Records from a data source
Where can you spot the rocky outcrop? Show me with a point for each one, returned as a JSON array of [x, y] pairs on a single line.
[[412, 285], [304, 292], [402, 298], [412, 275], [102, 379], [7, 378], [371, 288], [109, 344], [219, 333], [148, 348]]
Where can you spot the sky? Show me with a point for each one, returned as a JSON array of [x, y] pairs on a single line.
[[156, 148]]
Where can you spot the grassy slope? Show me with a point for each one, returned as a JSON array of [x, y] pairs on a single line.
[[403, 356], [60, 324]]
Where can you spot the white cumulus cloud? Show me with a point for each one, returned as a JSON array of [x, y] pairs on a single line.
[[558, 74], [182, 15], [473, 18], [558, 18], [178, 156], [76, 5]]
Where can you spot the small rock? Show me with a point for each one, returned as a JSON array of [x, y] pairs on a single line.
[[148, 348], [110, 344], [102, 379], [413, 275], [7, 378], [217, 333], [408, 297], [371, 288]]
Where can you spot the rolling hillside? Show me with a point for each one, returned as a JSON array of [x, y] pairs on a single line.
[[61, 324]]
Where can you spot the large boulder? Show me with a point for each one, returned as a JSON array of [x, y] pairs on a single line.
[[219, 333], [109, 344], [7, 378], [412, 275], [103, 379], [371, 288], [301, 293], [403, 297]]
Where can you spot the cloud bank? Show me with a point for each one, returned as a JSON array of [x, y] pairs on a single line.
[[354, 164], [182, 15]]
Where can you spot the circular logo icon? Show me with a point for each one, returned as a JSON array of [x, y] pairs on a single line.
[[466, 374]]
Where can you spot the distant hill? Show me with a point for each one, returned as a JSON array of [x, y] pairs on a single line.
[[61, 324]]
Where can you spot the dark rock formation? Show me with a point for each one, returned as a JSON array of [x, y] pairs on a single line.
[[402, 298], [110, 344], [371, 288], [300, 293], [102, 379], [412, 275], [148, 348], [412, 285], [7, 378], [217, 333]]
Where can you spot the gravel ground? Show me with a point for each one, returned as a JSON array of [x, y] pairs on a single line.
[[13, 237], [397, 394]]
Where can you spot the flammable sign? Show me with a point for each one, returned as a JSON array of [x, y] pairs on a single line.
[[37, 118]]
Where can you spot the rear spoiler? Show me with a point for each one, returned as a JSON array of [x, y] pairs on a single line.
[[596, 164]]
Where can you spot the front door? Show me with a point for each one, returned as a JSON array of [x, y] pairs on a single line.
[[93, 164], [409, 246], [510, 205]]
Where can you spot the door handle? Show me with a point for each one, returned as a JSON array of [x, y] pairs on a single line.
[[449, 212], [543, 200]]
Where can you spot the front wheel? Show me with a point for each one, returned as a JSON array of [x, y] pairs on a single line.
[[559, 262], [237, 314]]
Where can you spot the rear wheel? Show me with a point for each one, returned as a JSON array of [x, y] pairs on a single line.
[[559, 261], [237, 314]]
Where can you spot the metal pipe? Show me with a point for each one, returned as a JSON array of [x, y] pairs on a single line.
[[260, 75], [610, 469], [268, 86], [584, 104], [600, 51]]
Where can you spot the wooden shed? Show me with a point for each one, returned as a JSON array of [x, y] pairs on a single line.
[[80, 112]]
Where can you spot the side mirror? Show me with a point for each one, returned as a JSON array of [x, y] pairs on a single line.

...

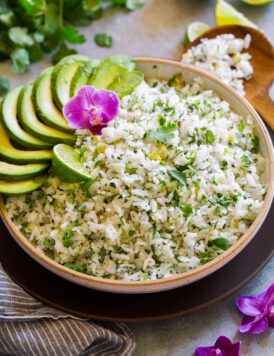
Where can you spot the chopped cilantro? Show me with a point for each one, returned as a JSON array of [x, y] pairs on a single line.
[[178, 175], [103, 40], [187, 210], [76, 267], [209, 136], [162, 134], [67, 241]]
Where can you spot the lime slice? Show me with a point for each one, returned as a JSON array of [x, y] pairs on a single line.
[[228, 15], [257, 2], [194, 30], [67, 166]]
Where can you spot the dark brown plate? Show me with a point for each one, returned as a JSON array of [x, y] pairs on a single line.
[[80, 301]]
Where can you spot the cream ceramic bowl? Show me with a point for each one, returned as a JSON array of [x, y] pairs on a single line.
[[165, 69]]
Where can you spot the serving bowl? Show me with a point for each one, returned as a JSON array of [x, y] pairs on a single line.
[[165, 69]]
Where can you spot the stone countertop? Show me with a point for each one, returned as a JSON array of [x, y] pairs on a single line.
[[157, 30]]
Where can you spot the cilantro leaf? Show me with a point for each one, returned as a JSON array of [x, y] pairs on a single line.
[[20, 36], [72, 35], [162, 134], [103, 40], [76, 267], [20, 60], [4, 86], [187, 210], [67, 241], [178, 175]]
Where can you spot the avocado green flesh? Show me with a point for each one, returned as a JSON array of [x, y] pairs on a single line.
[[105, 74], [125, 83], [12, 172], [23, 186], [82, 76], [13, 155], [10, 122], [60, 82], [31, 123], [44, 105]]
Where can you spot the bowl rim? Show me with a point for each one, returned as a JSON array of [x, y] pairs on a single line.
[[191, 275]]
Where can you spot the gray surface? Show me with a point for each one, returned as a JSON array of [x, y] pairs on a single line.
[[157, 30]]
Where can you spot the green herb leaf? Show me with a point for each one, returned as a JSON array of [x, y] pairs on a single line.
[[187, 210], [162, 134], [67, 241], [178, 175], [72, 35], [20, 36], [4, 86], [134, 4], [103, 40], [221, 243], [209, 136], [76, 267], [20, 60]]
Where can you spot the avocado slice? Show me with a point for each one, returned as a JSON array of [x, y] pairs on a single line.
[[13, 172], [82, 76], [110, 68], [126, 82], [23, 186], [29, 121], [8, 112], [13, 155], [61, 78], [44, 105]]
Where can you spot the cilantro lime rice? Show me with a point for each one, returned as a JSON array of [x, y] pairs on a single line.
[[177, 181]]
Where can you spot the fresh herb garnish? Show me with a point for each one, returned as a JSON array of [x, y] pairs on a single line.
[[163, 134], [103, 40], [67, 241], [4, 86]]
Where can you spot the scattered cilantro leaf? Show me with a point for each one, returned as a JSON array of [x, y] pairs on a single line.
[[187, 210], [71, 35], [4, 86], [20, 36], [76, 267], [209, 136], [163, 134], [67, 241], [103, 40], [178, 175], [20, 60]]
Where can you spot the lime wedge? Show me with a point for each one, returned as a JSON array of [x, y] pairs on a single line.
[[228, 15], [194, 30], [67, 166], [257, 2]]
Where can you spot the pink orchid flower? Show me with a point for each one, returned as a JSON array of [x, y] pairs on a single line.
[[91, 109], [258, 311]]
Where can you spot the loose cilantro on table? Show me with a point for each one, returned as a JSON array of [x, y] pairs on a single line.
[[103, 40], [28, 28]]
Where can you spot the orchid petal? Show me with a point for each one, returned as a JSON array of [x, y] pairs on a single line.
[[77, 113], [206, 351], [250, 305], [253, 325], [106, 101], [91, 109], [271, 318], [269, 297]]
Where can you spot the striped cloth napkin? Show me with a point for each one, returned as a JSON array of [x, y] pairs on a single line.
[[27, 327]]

= TASK REQUIREMENTS =
In the entries above, find the line with "Where can you spot the rear spoiler?" and the line with "Where can you spot the side", then restate word for word both of them and every line between, with nothing more.

= RESPONSE FOR THIS EXERCISE =
Where can you spot the rear spoiler? Show me with a point for each one, returned as a JSON array of [x, y] pairs on a single line.
[[596, 164]]
Where can you spot the front door? Show me with a point for each one, returned as a JSON array of [x, y] pairs on a single line.
[[93, 164], [409, 246], [510, 205]]
Where can you spot the door handle? Show me with a point for each one, returned as a JSON array of [x, y] pairs on a single line.
[[449, 212], [543, 200]]
Where can you spot the front wheel? Show me with a point for each one, returned as a JSON array of [x, y] pairs on a single line.
[[559, 262], [237, 314]]
Where can you spot the rear wheel? Show me with a point for each one, returned as a JSON array of [x, y] pairs on a single line.
[[559, 261], [237, 314]]
Where can you spot the metal pipe? Show me with a point for each one, returned as a JSON array of [x, y] pairs on a single line.
[[260, 75], [610, 469], [268, 86], [584, 104], [600, 51]]
Where can you spot the wooden shed? Show me with a point for each one, returned as a JSON array of [x, y] pairs on a single line.
[[80, 112]]
Where can you spot the side mirror? Show me with a point for each one, returned as a JSON array of [x, y] pairs on a single line.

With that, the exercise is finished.